Entries from a point annotation set
/---

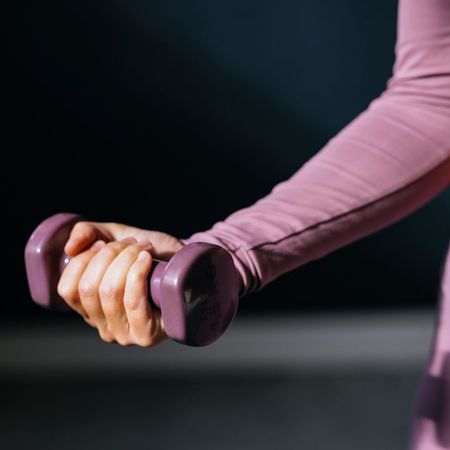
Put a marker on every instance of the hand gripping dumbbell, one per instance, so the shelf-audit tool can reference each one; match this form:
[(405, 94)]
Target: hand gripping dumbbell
[(196, 290)]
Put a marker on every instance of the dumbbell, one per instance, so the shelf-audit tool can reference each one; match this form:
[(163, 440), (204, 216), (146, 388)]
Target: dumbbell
[(196, 290)]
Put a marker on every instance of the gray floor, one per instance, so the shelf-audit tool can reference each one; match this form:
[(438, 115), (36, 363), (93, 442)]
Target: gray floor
[(321, 383)]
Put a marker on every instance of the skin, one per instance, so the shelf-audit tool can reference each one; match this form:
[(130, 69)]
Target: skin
[(106, 280)]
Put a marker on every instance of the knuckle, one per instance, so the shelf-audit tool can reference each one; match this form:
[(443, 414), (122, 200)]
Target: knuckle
[(66, 291), (108, 291), (144, 341), (109, 250), (82, 227), (86, 289), (125, 342), (106, 336), (131, 303)]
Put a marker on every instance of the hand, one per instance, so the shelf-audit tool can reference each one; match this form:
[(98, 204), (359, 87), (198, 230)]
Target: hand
[(106, 280)]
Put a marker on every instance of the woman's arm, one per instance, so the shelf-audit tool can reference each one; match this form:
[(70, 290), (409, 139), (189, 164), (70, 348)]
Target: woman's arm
[(389, 161)]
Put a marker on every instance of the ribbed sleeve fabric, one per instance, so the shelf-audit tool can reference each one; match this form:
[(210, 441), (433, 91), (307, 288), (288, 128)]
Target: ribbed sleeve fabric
[(390, 160)]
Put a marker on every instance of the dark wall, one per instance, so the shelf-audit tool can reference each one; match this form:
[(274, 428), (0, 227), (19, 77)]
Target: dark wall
[(171, 115)]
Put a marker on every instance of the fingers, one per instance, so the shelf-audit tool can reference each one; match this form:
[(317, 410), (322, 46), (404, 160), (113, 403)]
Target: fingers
[(112, 289), (89, 285), (107, 284), (137, 308), (68, 283)]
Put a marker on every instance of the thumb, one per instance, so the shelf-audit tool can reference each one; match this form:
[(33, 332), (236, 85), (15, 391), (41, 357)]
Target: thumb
[(84, 234)]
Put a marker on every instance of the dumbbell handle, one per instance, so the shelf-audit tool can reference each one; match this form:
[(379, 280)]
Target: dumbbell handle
[(196, 291), (154, 278)]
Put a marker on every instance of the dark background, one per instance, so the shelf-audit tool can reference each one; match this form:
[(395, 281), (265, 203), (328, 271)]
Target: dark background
[(171, 115)]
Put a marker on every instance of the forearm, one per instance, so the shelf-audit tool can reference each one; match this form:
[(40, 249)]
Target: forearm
[(389, 161)]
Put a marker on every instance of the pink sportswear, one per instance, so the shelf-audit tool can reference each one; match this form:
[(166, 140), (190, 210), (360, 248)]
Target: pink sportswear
[(390, 160)]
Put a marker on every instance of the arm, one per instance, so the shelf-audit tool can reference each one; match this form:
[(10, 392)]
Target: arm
[(389, 161)]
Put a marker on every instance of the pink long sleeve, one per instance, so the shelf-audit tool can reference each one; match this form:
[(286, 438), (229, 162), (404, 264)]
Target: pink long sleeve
[(389, 161)]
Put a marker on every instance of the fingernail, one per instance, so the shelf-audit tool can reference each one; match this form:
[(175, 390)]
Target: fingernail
[(128, 240), (144, 243), (97, 245), (143, 256)]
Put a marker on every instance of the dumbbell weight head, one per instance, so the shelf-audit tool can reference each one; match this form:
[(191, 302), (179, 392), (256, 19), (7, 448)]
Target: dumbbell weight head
[(196, 289)]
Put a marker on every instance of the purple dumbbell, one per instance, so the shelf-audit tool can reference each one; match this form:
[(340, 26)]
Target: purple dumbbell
[(196, 290)]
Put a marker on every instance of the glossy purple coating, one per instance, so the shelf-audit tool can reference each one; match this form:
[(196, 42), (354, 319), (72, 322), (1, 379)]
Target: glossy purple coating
[(196, 289)]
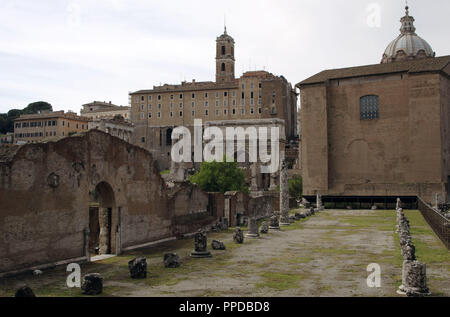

\---

Job:
Scale the entries from the line with "Put a marker on every instance of the thumb, one" up to and including the line with "[(196, 291), (154, 278)]", giving every line again with the requests included. Multiply each answer coordinate by 1.5 and round to whole numbers, halves up, while the requests and their sample coordinates stay unchanged.

Task answer:
Put a marker on every instance of the thumb, one per instance, so the shelf-audit tool can reference each one; match this form:
[(33, 332), (236, 85), (15, 391), (41, 357)]
Target: thumb
[(126, 351)]
Put a marker on every instance of the dumbbell handle, one per instance, so the shelf-audit tool can reference each one; match this form:
[(379, 280)]
Target: dumbbell handle
[(294, 437), (231, 417)]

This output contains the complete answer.